[DATA FOR THE TASK start]

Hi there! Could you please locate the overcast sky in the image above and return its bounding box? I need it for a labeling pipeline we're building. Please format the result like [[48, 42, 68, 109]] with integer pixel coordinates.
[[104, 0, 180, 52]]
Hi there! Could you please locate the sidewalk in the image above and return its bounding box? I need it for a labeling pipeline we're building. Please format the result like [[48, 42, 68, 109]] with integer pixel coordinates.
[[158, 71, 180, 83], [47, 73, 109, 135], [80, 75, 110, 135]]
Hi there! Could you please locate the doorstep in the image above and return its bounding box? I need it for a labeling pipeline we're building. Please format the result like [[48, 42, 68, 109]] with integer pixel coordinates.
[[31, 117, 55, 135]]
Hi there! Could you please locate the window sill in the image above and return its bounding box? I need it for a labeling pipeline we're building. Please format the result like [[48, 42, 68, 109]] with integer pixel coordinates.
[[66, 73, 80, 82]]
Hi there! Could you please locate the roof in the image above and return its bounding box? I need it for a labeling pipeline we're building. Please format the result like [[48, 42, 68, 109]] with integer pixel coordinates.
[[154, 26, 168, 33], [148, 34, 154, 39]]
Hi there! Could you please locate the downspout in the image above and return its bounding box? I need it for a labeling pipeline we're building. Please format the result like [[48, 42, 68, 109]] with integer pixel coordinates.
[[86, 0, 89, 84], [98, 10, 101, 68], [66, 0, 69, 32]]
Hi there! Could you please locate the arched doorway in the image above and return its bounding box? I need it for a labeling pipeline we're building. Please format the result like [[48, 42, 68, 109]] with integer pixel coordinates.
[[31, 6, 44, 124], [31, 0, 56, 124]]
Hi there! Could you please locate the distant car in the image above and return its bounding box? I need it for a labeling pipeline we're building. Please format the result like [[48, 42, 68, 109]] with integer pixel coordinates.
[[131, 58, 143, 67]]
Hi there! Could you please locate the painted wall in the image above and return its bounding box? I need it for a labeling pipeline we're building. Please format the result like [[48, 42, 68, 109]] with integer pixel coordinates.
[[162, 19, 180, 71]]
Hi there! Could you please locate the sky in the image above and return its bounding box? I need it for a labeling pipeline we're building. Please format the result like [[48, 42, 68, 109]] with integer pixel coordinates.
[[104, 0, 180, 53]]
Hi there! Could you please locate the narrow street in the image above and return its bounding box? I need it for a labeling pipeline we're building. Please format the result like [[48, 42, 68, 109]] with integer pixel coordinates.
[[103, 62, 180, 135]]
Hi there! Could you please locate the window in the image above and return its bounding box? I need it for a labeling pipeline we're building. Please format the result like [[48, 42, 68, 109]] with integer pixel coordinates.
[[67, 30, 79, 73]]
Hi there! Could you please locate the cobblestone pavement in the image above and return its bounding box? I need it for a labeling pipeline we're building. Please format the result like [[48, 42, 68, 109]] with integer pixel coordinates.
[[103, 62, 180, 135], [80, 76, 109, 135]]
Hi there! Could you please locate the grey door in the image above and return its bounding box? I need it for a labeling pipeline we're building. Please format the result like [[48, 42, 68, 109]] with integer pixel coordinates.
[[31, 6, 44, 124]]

[DATA FOR THE TASK end]
[DATA FOR THE TASK start]

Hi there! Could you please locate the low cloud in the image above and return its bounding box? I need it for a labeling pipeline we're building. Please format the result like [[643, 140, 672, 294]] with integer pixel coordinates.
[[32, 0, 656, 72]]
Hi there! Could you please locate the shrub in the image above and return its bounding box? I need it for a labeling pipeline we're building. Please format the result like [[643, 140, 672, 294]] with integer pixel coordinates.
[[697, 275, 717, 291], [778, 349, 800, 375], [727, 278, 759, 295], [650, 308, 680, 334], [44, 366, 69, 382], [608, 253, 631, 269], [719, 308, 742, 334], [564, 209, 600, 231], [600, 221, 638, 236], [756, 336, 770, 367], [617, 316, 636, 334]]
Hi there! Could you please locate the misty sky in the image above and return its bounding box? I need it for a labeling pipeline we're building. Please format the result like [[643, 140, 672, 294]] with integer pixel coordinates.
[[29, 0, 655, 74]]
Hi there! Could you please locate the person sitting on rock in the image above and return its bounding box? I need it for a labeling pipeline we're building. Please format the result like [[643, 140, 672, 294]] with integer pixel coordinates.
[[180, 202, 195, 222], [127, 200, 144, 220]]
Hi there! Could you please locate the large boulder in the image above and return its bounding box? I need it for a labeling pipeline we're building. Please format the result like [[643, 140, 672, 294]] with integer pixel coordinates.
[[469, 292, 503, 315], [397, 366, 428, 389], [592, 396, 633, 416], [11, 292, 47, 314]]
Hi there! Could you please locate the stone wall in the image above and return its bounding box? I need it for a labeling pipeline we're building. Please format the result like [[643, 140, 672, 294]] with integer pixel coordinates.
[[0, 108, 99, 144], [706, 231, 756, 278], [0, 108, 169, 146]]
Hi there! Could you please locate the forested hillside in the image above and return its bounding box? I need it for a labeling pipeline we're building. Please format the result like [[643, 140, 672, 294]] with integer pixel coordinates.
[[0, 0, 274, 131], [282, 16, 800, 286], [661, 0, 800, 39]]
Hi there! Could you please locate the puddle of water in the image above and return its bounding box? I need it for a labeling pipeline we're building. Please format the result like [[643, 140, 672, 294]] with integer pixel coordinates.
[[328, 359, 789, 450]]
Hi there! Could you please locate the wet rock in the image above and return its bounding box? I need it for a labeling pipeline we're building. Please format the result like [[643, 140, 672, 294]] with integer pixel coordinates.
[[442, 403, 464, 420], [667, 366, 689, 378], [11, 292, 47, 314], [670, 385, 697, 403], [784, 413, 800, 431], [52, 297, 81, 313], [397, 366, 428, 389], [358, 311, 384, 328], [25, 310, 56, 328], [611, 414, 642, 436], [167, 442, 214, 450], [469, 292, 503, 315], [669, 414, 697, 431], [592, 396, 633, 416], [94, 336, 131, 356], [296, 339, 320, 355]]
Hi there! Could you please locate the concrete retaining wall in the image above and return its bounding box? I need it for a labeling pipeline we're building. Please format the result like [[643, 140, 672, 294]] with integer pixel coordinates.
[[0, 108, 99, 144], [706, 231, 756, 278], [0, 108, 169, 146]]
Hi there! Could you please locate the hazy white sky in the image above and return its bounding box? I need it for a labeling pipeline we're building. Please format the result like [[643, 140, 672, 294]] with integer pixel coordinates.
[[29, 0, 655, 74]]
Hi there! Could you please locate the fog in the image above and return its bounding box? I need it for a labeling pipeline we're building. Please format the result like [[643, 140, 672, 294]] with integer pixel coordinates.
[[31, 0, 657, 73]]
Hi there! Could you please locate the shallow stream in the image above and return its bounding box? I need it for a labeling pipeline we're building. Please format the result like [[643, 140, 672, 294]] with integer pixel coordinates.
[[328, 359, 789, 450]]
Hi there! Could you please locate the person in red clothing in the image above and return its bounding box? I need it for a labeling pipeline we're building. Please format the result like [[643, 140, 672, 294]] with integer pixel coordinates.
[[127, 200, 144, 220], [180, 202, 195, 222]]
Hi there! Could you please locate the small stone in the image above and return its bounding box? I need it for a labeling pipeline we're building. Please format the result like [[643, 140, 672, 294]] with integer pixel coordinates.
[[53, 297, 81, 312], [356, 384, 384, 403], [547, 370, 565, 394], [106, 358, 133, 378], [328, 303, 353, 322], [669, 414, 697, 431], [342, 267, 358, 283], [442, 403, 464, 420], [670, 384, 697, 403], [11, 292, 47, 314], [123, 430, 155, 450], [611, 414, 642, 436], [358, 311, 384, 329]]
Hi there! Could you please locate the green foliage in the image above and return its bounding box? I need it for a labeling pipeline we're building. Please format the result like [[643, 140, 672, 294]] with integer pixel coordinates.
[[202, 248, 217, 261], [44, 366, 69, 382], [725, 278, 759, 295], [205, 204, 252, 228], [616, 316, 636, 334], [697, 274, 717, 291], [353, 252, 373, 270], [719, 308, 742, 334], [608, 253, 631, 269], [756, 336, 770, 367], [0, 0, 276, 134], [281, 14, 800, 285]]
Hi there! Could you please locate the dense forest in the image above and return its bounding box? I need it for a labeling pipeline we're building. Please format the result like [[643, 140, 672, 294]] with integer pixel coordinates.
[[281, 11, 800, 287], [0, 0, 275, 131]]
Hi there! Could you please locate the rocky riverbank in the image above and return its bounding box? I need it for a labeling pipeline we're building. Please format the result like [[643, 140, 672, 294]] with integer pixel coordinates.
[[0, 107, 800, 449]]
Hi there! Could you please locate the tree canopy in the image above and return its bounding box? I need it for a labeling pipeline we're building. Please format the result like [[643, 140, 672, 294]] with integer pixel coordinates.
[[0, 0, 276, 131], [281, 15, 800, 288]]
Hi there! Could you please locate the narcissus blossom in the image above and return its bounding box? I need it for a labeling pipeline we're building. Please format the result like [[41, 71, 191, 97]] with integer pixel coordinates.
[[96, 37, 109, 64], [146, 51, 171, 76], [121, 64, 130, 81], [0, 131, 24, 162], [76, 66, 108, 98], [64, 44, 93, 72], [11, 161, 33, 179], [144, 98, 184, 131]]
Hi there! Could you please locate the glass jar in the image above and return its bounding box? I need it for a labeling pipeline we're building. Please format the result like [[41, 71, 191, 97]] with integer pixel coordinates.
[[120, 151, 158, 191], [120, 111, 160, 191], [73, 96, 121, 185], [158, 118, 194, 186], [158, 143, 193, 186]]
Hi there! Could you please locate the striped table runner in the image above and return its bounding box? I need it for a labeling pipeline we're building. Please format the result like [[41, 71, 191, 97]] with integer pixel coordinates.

[DATA FOR THE TASK end]

EXERCISE BRIEF:
Copy out the rows starting at the line that contains "Hi there! Could you please locate the overcast" and ending at the line that contains "[[131, 58, 143, 67]]", with both of those lines included and nothing changed.

TASK SOLUTION:
Hi there! Could you please locate the overcast sky in the image above and return its bounding box? I need it for a labeling pipeline we're building. Please format the result like [[48, 42, 68, 109]] with integer pixel coordinates.
[[104, 0, 180, 52]]
Hi there! Could you please locate the sidewalk in the image above and return its bounding box? I need it for a labeling pipeline we're building. Please format the result like [[48, 42, 68, 109]] with integer pixel coordinates.
[[158, 71, 180, 83], [47, 73, 109, 135], [80, 75, 110, 135]]
Hi there! Could you please locate the doorstep in the image above and return its bounding box? I need it for a labeling pipeline we're building. Please format the result like [[48, 42, 68, 109]] with integer pixel coordinates.
[[31, 117, 55, 135]]
Hi there! Could you please locate the window sill in the image above and return its bounding box? I need it for a labeling pipeline we're building. Please format the result like [[48, 42, 68, 109]] with integer pixel coordinates.
[[66, 73, 80, 82]]
Hi there! Could you please locate the roof in the image above and return its bounding box? I need it for a labeling pipeline we're building. Please format the result like [[48, 42, 68, 109]] with integer pixel coordinates.
[[154, 26, 168, 33], [148, 34, 154, 39]]
Hi there! Could you please locate the downspout in the image above and return its bounding box? I need it for a labeling pipeline we're building. Please format the result like [[48, 42, 68, 109]] with integer pixel coordinates.
[[86, 0, 89, 84], [98, 10, 101, 68], [66, 0, 69, 32]]
Hi there! Could you please locate the arched doorway in the image above and return its bounding box? I need it for a labeling pipeline we're building. Please format the result like [[48, 42, 68, 109]] with integer pixel coordinates.
[[31, 6, 44, 124], [31, 0, 56, 124]]
Hi there! Could you please locate the distant car in the image above and return its bounding box? I need it for a labeling pipeline we're building. Please format the result like [[48, 42, 68, 109]] with integer pixel coordinates.
[[131, 58, 143, 67]]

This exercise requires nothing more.